Extrait du document
++++++

Tunisie – Déficit des caisses de sécurité sociale : Urgence de prolonger l’âge légal de la retraite

Par : TAP

cnrps-deficit-2014-01.jpg“Prolonger l’âge légal de la retraite constitue une “solution d’urgence” qui ne manquera pas de contribuer à alléger le déficit des Caisses sociales mais qui n’est pas la “plus adéquate”, et il importe de réfléchir à des solutions radicales à long terme”. C’est ce qu’ont conclu les participants à une table ronde organisée, samedi 12 décembre à Tunis, sur la réforme des caisses sociales.

Les intervenants se sont penchés sur l’examen de la question des équilibres financiers des caisses sociales ainsi que des solutions possibles permettant de réformer les régimes de retraite en Tunisie.

Prenant la parole, l’expert en sécurité sociale, Badreddine Smaoui, a indiqué que le problème des déséquilibres financiers des caisses sociales remonte à plus de vingt ans, faisant remarquer qu’en 2014, le déficit de ces caisses a atteint 285 millions de dinars (MDT) pour la Caisse nationale de retraite et de prévoyance sociale (CNRPS), 222 MDT pour la Caisse nationale de sécurité sociale (CNSS) et 132 MDT pour la CNAM.

++++++

Données fournies

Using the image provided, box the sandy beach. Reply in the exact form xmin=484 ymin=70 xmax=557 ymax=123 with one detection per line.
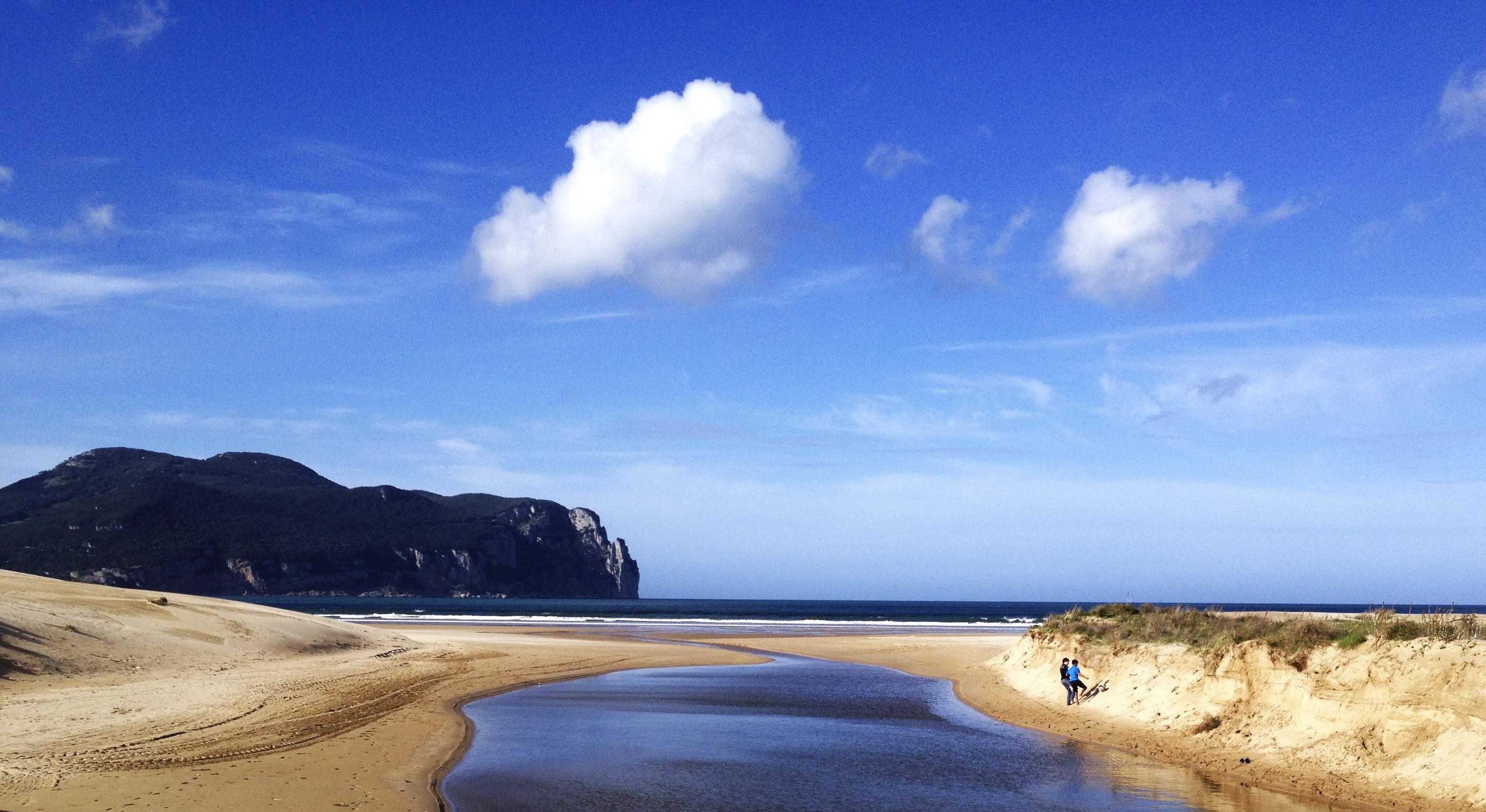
xmin=0 ymin=572 xmax=1486 ymax=812
xmin=0 ymin=572 xmax=755 ymax=812
xmin=712 ymin=634 xmax=1486 ymax=812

++++++

Consigne 1
Relevez chaque caisse citée dans l'article sur les caisses sociales, avec le montant de son déficit en 2014.
Consigne 2
Rédigez la suite de l'article sur les caisses sociales à partir de sa dernière phrase, s'il vous plaît.
Les lignes fournies ne servent à rien ici.

Réponse 1
- Caisse nationale de retraite et de prévoyance sociale (CNRPS) : 285 millions de dinars
- Caisse nationale de sécurité sociale (CNSS) : 222 millions de dinars
- CNAM : 132 millions de dinars

Réponse 2
Parmi les raisons de la crise de ces caisses qui remonte au début des années 90, l’intervenant a cité, notamment, le modèle de développement, l’échec des politiques de développement économique et l’amalgame entre sécurité sociale et solidarité sociale.

A cela s’ajoute, a-t-il dit, les choix des politiques libérales de l’Etat depuis la mise en place du Plan d’ajustement structurel (PAS) en 1986 qui a eu pour incidence de privatiser les entreprises publiques, de licencier les ouvriers et de décréter le départ à la retraite anticipée.

Pour l’expert, l’actuelle crise des caisses sociales tient également à l’incapacité de l’économie nationale de générer de nouveaux postes d’emploi, à l’émergence de nouveaux modes de travail caractérisés par la précarité et le courtage de la main-d’oeuvre, outre l’accumulation des dettes impayées à la charge de l’Etat et des chefs d’entreprise dans le secteur privé.

Pour étayer son raisonnement, l’expert a fait remonter les causes de la crise de la CNSS au déficit découlant des régimes spécifiques depuis leur création et aux cas de retraite anticipée résultant de la restructuration des entreprises.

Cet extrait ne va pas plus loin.